→ Task goal
Recast the listing, from its first line through the line containing "POLYGON ((0 235, 0", as a Markdown table with the columns Row and Line. Number each line in Row, put its text in Line, and leave out blank lines.
BEGIN Provided material
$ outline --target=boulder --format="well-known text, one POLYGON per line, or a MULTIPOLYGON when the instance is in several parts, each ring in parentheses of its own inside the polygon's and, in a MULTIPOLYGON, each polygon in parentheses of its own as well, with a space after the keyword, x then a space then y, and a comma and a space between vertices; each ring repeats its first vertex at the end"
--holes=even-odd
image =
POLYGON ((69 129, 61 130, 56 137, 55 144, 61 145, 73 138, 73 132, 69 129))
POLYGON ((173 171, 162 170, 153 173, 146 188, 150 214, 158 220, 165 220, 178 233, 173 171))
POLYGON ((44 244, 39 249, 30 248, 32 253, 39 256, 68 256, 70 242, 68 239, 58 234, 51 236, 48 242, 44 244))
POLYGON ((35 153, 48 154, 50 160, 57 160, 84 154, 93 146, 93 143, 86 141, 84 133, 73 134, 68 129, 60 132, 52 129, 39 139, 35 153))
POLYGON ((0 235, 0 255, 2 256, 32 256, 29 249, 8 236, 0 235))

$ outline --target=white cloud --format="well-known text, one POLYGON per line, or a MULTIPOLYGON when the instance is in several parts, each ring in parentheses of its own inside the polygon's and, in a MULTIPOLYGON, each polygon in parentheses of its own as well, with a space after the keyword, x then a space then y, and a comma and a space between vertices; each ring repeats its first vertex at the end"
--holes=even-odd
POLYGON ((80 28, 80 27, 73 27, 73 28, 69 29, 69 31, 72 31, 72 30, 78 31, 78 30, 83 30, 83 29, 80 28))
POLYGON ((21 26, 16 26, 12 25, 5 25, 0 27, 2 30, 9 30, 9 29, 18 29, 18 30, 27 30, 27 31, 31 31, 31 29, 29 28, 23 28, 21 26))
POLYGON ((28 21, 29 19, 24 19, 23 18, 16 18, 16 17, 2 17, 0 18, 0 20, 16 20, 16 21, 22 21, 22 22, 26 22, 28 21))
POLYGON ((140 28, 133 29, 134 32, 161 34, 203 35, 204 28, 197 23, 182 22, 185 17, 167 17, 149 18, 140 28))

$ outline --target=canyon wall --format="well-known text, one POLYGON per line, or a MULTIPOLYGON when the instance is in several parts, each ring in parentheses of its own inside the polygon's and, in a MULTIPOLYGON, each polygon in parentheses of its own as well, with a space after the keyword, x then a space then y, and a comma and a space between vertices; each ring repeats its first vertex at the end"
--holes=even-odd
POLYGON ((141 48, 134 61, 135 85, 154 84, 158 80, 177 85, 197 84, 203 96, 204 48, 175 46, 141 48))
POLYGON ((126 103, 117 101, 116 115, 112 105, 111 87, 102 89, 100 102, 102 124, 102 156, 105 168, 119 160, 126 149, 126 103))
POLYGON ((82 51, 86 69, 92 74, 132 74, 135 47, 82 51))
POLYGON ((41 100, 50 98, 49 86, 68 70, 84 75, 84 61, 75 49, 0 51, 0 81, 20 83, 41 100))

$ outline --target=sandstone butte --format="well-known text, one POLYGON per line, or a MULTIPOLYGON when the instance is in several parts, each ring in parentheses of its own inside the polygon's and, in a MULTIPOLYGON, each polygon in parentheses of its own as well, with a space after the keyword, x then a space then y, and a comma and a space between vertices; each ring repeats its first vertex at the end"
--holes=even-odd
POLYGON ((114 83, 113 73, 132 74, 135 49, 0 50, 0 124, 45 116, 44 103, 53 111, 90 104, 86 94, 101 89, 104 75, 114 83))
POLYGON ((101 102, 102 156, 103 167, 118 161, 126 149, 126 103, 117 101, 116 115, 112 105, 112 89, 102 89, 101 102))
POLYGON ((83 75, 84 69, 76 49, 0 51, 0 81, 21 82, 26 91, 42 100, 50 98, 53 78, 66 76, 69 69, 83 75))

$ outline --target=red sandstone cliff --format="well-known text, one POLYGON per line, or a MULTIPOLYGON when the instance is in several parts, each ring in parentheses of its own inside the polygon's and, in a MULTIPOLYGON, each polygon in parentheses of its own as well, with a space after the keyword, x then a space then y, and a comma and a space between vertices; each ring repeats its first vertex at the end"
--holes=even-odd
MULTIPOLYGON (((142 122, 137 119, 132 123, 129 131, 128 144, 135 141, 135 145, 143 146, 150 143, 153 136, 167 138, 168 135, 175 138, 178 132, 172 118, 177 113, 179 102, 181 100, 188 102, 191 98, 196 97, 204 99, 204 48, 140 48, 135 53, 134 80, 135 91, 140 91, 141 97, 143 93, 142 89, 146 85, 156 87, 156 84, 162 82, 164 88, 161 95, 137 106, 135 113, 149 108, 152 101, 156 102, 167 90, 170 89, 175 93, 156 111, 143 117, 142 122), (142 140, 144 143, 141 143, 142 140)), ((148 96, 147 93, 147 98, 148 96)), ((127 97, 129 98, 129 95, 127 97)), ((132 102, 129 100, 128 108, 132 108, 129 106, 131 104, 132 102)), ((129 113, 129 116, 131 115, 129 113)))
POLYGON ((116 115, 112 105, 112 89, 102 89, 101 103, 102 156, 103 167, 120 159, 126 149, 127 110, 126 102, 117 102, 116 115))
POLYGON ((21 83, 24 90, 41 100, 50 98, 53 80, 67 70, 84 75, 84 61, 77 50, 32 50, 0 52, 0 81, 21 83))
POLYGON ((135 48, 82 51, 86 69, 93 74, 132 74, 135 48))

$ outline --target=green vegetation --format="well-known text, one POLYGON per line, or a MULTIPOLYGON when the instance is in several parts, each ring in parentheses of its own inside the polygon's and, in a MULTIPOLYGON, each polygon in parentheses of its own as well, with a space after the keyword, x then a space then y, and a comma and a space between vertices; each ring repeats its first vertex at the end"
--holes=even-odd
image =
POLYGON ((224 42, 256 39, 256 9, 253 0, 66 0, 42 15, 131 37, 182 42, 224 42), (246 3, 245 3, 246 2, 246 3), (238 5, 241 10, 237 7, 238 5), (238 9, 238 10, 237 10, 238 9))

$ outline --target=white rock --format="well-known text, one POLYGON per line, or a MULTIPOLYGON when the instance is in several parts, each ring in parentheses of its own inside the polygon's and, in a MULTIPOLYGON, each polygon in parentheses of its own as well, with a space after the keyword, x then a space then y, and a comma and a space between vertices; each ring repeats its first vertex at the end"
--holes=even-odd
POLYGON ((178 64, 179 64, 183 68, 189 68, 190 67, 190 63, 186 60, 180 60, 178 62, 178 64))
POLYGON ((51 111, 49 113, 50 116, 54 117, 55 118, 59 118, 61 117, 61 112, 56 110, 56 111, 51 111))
END Provided material
→ Final answer
| Row | Line |
|---|---|
| 1 | $ outline --target=boulder --format="well-known text, one POLYGON per line, or a MULTIPOLYGON when the instance is in several parts, each ring in parentheses of its own inside the polygon's and, in a MULTIPOLYGON, each polygon in parentheses of its own as well, with a space after the keyword, x then a space then y, and a comma and a space between vertices; each ring repeats its first vertex at the end" |
| 2 | --holes=even-odd |
| 3 | image = |
| 4 | POLYGON ((69 129, 61 130, 56 137, 55 144, 61 145, 73 138, 73 132, 69 129)) |
| 5 | POLYGON ((173 171, 162 170, 153 173, 146 188, 150 214, 158 220, 165 220, 178 233, 173 171)) |
| 6 | POLYGON ((44 244, 39 249, 30 248, 32 253, 39 256, 68 256, 70 242, 68 239, 58 234, 51 236, 48 242, 44 244)) |
| 7 | POLYGON ((35 153, 48 154, 50 160, 57 160, 84 154, 93 146, 93 143, 86 141, 84 133, 73 134, 68 129, 60 132, 52 129, 39 139, 35 153)) |
| 8 | POLYGON ((0 235, 0 255, 2 256, 32 256, 29 249, 8 236, 0 235)) |